>>>>
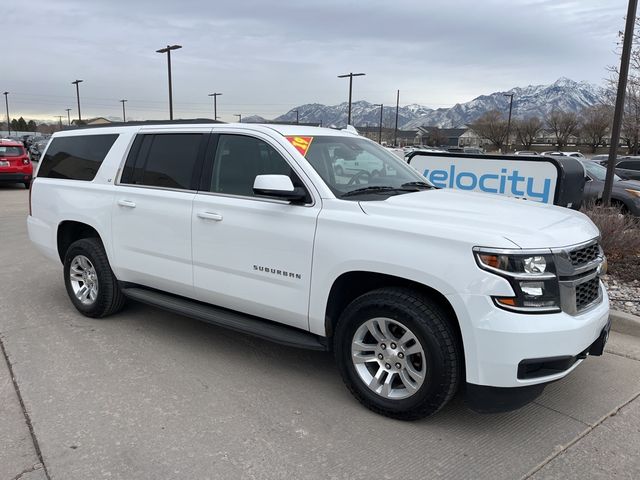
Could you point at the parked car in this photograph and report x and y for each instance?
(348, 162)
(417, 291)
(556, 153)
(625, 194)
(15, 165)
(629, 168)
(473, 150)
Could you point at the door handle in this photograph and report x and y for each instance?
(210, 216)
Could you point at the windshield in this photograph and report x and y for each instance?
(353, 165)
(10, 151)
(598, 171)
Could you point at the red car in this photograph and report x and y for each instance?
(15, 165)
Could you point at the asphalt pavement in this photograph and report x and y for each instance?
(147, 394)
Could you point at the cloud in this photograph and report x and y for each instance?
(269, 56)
<<<<
>>>>
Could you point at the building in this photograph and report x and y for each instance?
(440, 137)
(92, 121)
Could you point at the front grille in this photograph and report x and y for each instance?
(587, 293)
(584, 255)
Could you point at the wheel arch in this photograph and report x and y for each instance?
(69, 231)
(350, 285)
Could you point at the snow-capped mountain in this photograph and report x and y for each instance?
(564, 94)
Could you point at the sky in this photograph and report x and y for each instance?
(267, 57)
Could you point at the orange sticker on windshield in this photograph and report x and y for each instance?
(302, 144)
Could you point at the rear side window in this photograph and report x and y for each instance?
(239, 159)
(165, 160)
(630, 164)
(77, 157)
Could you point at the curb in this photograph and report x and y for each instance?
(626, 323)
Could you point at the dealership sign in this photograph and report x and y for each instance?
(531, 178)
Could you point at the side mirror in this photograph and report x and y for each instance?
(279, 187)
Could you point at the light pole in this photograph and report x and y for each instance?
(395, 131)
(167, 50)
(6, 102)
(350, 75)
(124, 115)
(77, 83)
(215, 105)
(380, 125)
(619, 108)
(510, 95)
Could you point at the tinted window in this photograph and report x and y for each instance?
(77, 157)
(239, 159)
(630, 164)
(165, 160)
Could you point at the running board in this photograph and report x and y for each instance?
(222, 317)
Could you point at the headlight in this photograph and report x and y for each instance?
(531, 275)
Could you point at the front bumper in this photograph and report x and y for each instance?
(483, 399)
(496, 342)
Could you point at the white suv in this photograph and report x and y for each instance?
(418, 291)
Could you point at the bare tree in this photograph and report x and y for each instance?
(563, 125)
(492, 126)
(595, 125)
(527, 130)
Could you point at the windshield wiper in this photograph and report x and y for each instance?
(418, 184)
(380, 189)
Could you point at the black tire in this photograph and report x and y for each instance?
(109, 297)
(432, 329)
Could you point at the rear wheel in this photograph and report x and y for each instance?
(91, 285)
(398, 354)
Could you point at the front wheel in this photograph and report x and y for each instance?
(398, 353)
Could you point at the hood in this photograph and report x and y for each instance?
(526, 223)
<<<<
▶ _What you are asked to do_
Gather every line of the material above that contains the word "windshield", and copy each of those lines in full.

▶ _The completed task_
Could you point at the windshield in this photograph and report x and y for each instance?
Could you point at the orange sticker on windshield in this photograph and report x and y for each instance?
Could you point at the windshield wiper in this photograph and report x and y for each instance?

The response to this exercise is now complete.